> **TASK BRIEF**: Please copy the listing below line for line, changing nothing.

======== EXTRACTED INFORMATION ========

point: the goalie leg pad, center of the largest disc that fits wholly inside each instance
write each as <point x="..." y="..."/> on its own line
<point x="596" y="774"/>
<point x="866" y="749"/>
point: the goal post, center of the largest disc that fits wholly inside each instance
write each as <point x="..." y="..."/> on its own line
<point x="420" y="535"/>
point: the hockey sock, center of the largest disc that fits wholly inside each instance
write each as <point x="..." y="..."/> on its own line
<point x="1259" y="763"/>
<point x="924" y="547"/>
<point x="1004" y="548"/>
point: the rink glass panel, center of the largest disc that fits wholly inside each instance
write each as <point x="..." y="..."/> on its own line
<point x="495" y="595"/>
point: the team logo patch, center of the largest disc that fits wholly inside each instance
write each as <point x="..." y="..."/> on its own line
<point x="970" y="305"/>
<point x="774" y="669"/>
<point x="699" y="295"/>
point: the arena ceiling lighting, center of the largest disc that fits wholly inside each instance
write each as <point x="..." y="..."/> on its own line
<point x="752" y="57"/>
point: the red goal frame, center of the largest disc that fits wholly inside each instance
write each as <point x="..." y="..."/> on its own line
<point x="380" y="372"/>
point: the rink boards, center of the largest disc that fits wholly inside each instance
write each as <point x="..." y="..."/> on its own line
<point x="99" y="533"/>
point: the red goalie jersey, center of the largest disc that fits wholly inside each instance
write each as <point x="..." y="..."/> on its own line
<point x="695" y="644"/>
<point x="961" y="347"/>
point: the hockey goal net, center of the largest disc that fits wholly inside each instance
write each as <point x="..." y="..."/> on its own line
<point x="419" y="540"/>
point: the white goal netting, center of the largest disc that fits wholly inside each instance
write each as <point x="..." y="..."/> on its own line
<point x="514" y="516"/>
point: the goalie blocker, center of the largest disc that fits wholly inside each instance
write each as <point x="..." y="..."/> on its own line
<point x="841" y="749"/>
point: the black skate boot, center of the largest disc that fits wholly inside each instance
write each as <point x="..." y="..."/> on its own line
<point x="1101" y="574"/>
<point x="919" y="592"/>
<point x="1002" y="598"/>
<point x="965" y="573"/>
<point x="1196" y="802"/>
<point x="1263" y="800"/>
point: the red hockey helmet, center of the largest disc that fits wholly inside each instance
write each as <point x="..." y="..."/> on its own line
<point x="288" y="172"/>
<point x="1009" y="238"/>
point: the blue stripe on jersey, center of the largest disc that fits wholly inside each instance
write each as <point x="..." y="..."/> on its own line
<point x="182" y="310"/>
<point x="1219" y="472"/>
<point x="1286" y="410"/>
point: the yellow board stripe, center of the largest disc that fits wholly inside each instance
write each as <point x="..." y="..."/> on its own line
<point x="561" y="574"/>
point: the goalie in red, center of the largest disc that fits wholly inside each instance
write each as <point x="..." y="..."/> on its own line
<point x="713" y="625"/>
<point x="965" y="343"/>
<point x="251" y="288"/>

========

> **SOLUTION**:
point: the goalie leg pad, center of the largest disc that fits wholly inside each instance
write each as <point x="..." y="..."/> on its own line
<point x="596" y="774"/>
<point x="866" y="749"/>
point: the goal post, center of the largest disc that fits wholly inside each instance
write each as <point x="..." y="..."/> on its own line
<point x="420" y="535"/>
point: the hockey sock, center of the largest disc that fits wholly inside each instance
write each as <point x="..." y="..."/> on its own line
<point x="1259" y="763"/>
<point x="924" y="547"/>
<point x="1004" y="548"/>
point: the rink glass panel, center of the largest disc that fits wholly inside each instance
write each as <point x="..." y="..."/> on its own line
<point x="495" y="595"/>
point: the team logo patch, center of the largest disc that fits wholly inside each instance
write each as <point x="..." y="..."/> on its own line
<point x="970" y="305"/>
<point x="774" y="669"/>
<point x="699" y="295"/>
point: the arena ceiling lighting, center of the largest disc that fits wholly inside each instance
write each as <point x="..." y="..."/> on its own line
<point x="752" y="57"/>
point: the red goal frame, center of the largest disc that fits wholly inside each instance
write each as <point x="..." y="..."/> on its own line
<point x="380" y="372"/>
point: the rink boards, center of the largest disc that fits wholly inside each instance
write each as <point x="..." y="..."/> on its own line
<point x="99" y="533"/>
point: the red goalie jersey, center of the largest disc that fits wholly inside each instance
write each as <point x="..." y="..."/> on its own line
<point x="695" y="644"/>
<point x="961" y="347"/>
point: the hockey goal net, center of the largest disc that fits wholly inside each instance
write each as <point x="..." y="..."/> on its own line
<point x="419" y="540"/>
point: the white goal netting, center of the largest disc that fits wholly inside each instance
write each as <point x="..." y="..."/> on its own line
<point x="514" y="516"/>
point: the goalie blocker, center of the largest disc that fits wholly inside each instance
write each as <point x="..." y="..."/> on its own line
<point x="841" y="749"/>
point: the black skate boot, center of the largest disc that fits wholly inside each instance
write each as <point x="..." y="..."/> on its own line
<point x="1101" y="574"/>
<point x="919" y="592"/>
<point x="1002" y="598"/>
<point x="965" y="573"/>
<point x="1196" y="802"/>
<point x="1263" y="800"/>
point: the red hockey helmet, center of the largest disc that fits wholly inside each instance
write each as <point x="..." y="..."/> on its own line
<point x="288" y="172"/>
<point x="1009" y="238"/>
point: the blue stripe on jersey, center of the largest disc that fits wholly inside each instance
write each as <point x="..." y="..."/> on its own line
<point x="182" y="310"/>
<point x="1219" y="472"/>
<point x="1286" y="410"/>
point: the yellow board stripe, center of the largest disc that fits wholly inside each instance
write each as <point x="..." y="..."/> on its own line
<point x="561" y="574"/>
point: the goalie in red, center of the largest disc that fits wholly inside each instance
write each as <point x="..." y="..."/> on its own line
<point x="713" y="625"/>
<point x="965" y="343"/>
<point x="251" y="288"/>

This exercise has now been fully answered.